Here is his response, in its entirety. PLEASE NOTE that Mr. Roithmayr acknowledged my email very quickly, and had this written response back to me within 24 hours, on December 12. I regret the delay in publishing it.
"Autism Speaks unequivocally supports the tireless work of our staff and their passionate dedication to uphold the mandates and mission of our organization. We value the wide range of opinions and voices of those across the autism community, and continually seek to foster open, constructive, and mutually respectful dialogue about the issues and challenges that concern us all.
In response to inquiries regarding research initiatives and related activities, Autism Speaks’ broad-based agenda includes:
o We support the efforts of the public members of the IACC to address changes in the NIH strategic plan which will serve the diverse and urgent needs of our community.
o In 2008, as part of a special environmental factors initiative, Autism Speaks has provided $3.6 million in grants focusing on the role of environmental influences as risk factors for autism.
o We are committed to discovering the causes of autism, including exploring the role of both genetic and environmental factors, including toxins, hormones, vaccines, diet, among others.
o Autism Speaks is promoting the current efforts to restructure the way Health and Human Services agencies monitors and studies vaccine safety, including multiple agency oversight and greater funds allocated for vaccine safety research and administration.
o Autism Speaks co-founders Bob and Suzanne Wright, accompanied by Drs. Lou Cooper, Louis Sullivan and Sam Katz personally presented a comprehensive proposal regarding vaccine safety, monitoring, oversight and funding to the Secretary of Health and Human Services Mike Leavitt.
We are hopeful that the new federal administration will follow up and adopt the proposals and continue to build upon the momentum and gains that the entire autism community has helped achieve.”
It’s a strong statement, and a welcome one. But it doesn’t quite clear things up.
On the one hand, Autism Speaks’ Executive VP for Communications and Awareness votes against federal funding of vaccine-autism research as an official representative of the group, while its VP of Scientific Affairs tells the media that the vaccine debate has been “put to bed” and that, “There is no merit to studying over-vaccination as a trigger for autism."
On the other hand, the President of Autism Speaks tells me that his organization is “committed” to vaccine-autism research and “hopeful” that the Obama Administration will share in that commitment.

→ **Activity 1**
Can you condense the paragraph beginning "On the one hand" in the Autism Speaks piece above into a single shorter sentence that keeps its main facts?
→ **Activity 2**
Would you carry the Autism Speaks piece above further, picking up after its final paragraph?

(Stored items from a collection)
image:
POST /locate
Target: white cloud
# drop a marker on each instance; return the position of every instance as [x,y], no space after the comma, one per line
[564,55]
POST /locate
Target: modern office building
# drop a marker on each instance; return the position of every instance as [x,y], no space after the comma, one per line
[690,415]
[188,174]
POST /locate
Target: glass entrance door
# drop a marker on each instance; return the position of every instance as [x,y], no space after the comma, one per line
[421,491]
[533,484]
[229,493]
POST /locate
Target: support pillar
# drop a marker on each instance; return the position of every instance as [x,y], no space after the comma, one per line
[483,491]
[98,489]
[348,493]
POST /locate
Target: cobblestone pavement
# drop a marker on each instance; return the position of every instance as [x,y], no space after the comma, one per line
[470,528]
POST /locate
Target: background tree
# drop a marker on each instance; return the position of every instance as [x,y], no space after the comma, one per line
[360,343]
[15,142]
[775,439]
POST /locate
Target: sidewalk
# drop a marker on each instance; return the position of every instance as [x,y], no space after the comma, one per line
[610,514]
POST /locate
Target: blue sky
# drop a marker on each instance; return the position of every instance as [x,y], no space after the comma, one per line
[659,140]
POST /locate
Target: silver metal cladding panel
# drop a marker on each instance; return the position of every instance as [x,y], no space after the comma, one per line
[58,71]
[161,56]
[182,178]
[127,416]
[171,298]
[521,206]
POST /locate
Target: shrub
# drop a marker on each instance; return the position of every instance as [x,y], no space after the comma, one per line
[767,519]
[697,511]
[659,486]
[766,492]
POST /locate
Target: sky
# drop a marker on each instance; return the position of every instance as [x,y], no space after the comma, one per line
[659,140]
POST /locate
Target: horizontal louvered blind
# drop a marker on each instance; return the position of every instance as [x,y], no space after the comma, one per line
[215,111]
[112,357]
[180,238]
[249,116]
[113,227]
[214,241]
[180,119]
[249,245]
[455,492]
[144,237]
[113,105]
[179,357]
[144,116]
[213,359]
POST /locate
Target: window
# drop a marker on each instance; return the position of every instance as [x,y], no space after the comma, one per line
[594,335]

→ **Task output 1**
Acting as Autism Speaks' official representative, its Executive VP for Communications and Awareness voted against federal funding of vaccine-autism research, and its VP of Scientific Affairs told the media that the vaccine debate had been "put to bed" and that studying over-vaccination as an autism trigger has no merit.

→ **Task output 2**
Finally, I just noticed that Autism Speaks has posted a “Statement of Vaccine Research and Safety” on its Website. I don’t know how long it has been there, nor what influence, if any, that Katie Wright may have had over it: AUTISM SPEAKS: Statement on Vaccine Research and Safety (HERE).
Autism Speaks is committed to the health and well-being of all children. As such, we support the programs that ensure the public health, including an effective and safe immunization program designed to prevent major diseases. Immunization programs have been very effective in reducing mortality, morbidity and costs associated with common childhood diseases. Today's parents no longer need to worry that once dreaded diseases like polio and smallpox could be threats to their children.
Public trust in immunization programs must be protected. Thus it is critical that we take steps now to do all we can to affirm the public confidence in the safety of vaccines.
Autism Speaks is committed to actively supporting research to find answers to the following questions;
• Are there adverse events from vaccines that impact neurodevelopment over time?
• Are common adverse events occurring more frequently than before? If so, what changes have occurred and why?
• Does the use of combination vaccines or the practice of giving several vaccinations in one day confer increase risk for adverse events?
• Are there subgroups in the general population that exhibit more adverse events than others?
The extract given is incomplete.